**INSTRUCTION**: List each line of the material below that contains the word "window", and copy every such line in full.

::: LISTED RECORDS :::

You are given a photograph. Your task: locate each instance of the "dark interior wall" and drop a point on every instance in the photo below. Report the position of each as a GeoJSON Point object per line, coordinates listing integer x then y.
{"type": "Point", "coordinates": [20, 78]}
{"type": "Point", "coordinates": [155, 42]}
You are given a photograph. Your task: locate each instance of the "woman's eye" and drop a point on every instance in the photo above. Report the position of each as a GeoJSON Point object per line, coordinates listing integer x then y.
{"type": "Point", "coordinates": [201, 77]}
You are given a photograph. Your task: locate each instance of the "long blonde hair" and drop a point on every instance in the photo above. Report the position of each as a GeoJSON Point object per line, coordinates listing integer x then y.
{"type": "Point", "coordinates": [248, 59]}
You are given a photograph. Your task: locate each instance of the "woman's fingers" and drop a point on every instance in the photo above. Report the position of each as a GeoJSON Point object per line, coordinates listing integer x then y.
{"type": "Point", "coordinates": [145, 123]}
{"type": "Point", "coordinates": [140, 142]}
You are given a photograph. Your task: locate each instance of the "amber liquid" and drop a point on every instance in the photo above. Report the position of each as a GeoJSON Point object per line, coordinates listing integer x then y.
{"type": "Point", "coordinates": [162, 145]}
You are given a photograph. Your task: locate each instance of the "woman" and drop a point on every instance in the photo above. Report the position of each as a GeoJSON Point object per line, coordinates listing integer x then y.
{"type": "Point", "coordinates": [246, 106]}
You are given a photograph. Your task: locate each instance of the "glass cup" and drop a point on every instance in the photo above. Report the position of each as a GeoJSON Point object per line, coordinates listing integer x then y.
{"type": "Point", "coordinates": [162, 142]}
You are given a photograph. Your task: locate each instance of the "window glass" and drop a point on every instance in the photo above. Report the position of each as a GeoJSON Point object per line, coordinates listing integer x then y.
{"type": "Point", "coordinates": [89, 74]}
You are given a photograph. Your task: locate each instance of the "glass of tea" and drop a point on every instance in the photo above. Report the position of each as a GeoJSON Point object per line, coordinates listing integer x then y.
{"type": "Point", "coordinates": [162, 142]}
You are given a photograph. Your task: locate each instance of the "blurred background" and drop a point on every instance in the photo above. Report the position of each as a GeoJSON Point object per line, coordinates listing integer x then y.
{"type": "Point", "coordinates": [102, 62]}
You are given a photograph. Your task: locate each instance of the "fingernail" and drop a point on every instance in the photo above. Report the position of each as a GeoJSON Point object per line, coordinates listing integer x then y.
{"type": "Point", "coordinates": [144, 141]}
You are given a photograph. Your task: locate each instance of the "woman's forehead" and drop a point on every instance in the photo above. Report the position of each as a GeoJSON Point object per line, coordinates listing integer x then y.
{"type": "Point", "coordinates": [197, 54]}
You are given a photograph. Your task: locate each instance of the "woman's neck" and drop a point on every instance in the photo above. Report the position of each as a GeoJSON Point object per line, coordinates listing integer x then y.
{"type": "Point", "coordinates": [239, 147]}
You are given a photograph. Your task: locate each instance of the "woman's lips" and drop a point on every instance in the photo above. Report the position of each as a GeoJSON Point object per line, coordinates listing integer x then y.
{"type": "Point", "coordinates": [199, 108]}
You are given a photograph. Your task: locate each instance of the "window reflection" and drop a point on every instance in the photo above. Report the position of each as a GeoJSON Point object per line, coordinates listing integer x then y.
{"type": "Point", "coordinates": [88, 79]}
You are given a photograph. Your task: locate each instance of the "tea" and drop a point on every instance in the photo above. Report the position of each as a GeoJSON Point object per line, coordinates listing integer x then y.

:::

**SOLUTION FOR THIS PROBLEM**:
You are given a photograph. Your task: locate each instance of the "window glass" and drop a point on every instance in the photo above. Report the position of each as a GeoJSON Point object per line, coordinates listing integer x then y.
You are given a photograph. Your task: locate each instance of the "window reflection" and drop a point on every instance in the photo above. Report the position of each as a GeoJSON Point object per line, coordinates listing integer x then y.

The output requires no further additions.